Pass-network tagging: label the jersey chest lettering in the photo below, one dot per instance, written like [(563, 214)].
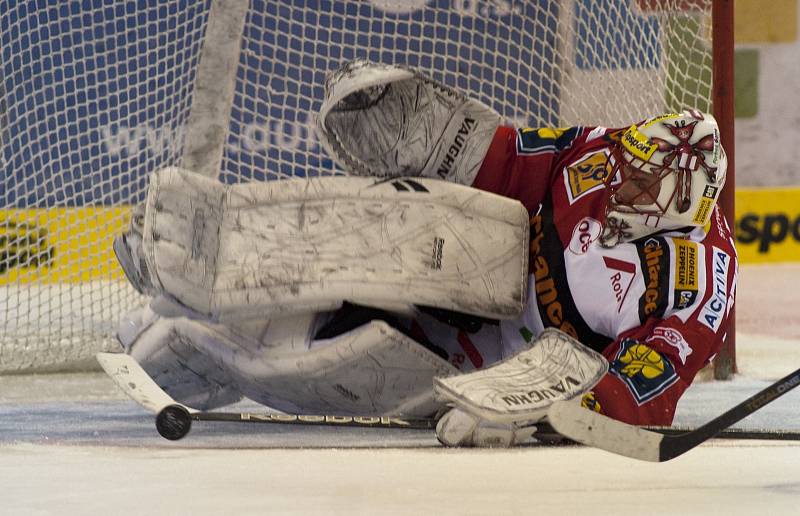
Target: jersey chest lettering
[(654, 257), (555, 302)]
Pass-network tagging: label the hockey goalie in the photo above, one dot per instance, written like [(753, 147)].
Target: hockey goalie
[(463, 267)]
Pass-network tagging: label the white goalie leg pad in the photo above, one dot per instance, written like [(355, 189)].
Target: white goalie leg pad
[(373, 370), (384, 120), (521, 388), (283, 247), (165, 350)]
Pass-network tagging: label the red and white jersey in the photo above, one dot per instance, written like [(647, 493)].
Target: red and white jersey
[(655, 307)]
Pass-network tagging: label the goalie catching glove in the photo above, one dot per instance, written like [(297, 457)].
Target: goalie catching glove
[(500, 405), (383, 120)]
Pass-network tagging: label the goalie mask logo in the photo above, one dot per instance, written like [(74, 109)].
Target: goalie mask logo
[(643, 370)]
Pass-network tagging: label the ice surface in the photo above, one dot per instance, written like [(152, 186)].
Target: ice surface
[(72, 444)]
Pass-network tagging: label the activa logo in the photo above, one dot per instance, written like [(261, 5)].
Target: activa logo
[(714, 309), (773, 228), (467, 125)]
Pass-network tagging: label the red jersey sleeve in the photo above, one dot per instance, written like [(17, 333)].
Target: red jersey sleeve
[(520, 163)]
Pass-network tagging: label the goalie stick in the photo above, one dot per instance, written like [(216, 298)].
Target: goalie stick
[(132, 379), (586, 427)]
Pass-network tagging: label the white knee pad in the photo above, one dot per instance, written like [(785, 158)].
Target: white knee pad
[(165, 349)]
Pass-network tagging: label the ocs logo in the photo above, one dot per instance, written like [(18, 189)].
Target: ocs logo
[(399, 6), (586, 231)]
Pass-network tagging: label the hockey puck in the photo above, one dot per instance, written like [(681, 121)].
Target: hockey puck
[(173, 422)]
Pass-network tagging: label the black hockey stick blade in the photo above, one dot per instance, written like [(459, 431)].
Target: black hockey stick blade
[(590, 428)]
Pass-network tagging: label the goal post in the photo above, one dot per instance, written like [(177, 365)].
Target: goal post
[(95, 95)]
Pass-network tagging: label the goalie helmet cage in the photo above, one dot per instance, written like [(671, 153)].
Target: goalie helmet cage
[(97, 94)]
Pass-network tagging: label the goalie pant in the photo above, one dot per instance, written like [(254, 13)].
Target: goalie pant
[(656, 307)]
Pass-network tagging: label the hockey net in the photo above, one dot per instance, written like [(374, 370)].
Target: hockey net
[(95, 95)]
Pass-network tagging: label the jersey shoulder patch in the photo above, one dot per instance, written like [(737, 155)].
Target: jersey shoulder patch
[(546, 139)]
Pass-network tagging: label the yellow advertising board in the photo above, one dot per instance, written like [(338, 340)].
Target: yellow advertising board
[(768, 224), (57, 245)]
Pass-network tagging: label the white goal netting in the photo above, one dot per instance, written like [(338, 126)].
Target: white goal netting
[(97, 94)]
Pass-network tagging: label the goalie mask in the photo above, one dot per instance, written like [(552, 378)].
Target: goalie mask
[(666, 174)]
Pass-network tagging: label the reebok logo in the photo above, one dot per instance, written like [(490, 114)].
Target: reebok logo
[(467, 125)]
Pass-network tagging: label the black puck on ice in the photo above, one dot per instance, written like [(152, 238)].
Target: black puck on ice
[(173, 422)]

[TASK DETAILS]
Please transcribe all of the records above exactly, leaving out any pictures.

[COMPLETED TASK]
Pass-network tagging: label the jersey chest lettering in the photo below, one dot per instance, written like [(563, 214)].
Target: jersey chest lettering
[(654, 257), (555, 302)]
Pass-network tagging: label the hockey goalie in the photo above, one dot per instance, written like [(753, 147)].
Target: hockey goalie
[(463, 267)]
Pass-network tagging: label the white goalie leg pad in the photo above, one dot per instance, written like [(355, 189)].
Target: white goalie leg pad
[(373, 370), (384, 120), (521, 388), (283, 247), (165, 350)]
Pass-network tagging: label the red and white jersey in the photo above, one dot per instance, written like [(647, 493)].
Target: red and white jersey
[(655, 307)]
Pass-network tagging: label the goalie catching glove in the photo above, one dot per instance, written like [(297, 457)].
Target: goalie catching glove
[(500, 405), (383, 120)]
Pass-network tagging: label the goalie mask logo in the photo above, one dot per instance, written like [(74, 109)].
Target: goalie mask logo
[(643, 370)]
Pass-network tagging: label the ice surface in the photo above, one dot per instance, written like [(152, 186)].
Target: ice surface
[(72, 444)]
Pass-network tagging: label the activa logo in the photo above, one dot per instance, written like [(261, 5)].
Target: activa logo
[(714, 309), (773, 228), (467, 125)]
Pass-network tagging: label the red jersey sleeve in the photo above, one dot per instance, written like [(17, 333)].
Target: red jersey sleeve
[(520, 163)]
Pass-network tagging: label the goalie stick in the photo above, one dot per instance, written like [(216, 298)].
Target: goalie stick
[(132, 379), (586, 427)]
Pass-network tagging: label the white knee pad in the photo above, one dot per instance, written like [(785, 158)].
Target: white knee pad
[(165, 349)]
Pass-network tagging: label the ocs logo in the photo above, one dot per instance, written like [(18, 189)].
Target: ocs logo
[(399, 6), (586, 231)]
Pass-network tagging: label the hockey puck in the photo above, one dot per instance, written like [(681, 121)].
Target: hockey puck
[(173, 422)]
Pass-network tagging: label the black hockey stick blade in the photo above, one dot per instance, written like [(459, 431)].
Target: black hockey stick blade
[(590, 428)]
Pass-network tagging: label the goal post in the photo above, one dot per instance, written like [(177, 365)].
Target: goal post
[(95, 95)]
Pass-network tagging: label the goalie helmet cage in the photo above, one dot per instance, written like [(671, 153)].
Target: goalie helmet cage
[(97, 94)]
Pass-network tagging: label the goalie pant in the photo above, one dot per instance, written like [(254, 13)].
Target: goalie pant
[(656, 307)]
Pass-network tagging: label the hockey net in the photo above, one dot per instance, written like [(374, 370)].
Target: hockey net
[(95, 95)]
Pass-network tagging: label the jersey shoulder patch in the photo above, one dot per instance, written like [(737, 155)].
Target: jersey shoulder patch
[(546, 139)]
Pass-network tagging: label the yellow advertising board in the photo above, one dot per instance, written like [(338, 340)].
Target: yellow advertising board
[(768, 224), (57, 245)]
Pass-network tagging: label the white goal netting in the photo above, one dot per instance, written like [(338, 126)].
Target: white goal netting
[(97, 94)]
Pass-network tagging: label the goalie mask in the photo above, one dot per instance, written like [(552, 378)].
Target: goalie mask
[(666, 174)]
Pass-network tagging: label the reebok logo in the photo above, one dot per instance, written like [(490, 114)].
Target: reebok logo
[(467, 125)]
Pass-network tagging: label the black puck on ice in the photo above, one dot per instance, written like [(152, 238)].
Target: black puck on ice
[(173, 422)]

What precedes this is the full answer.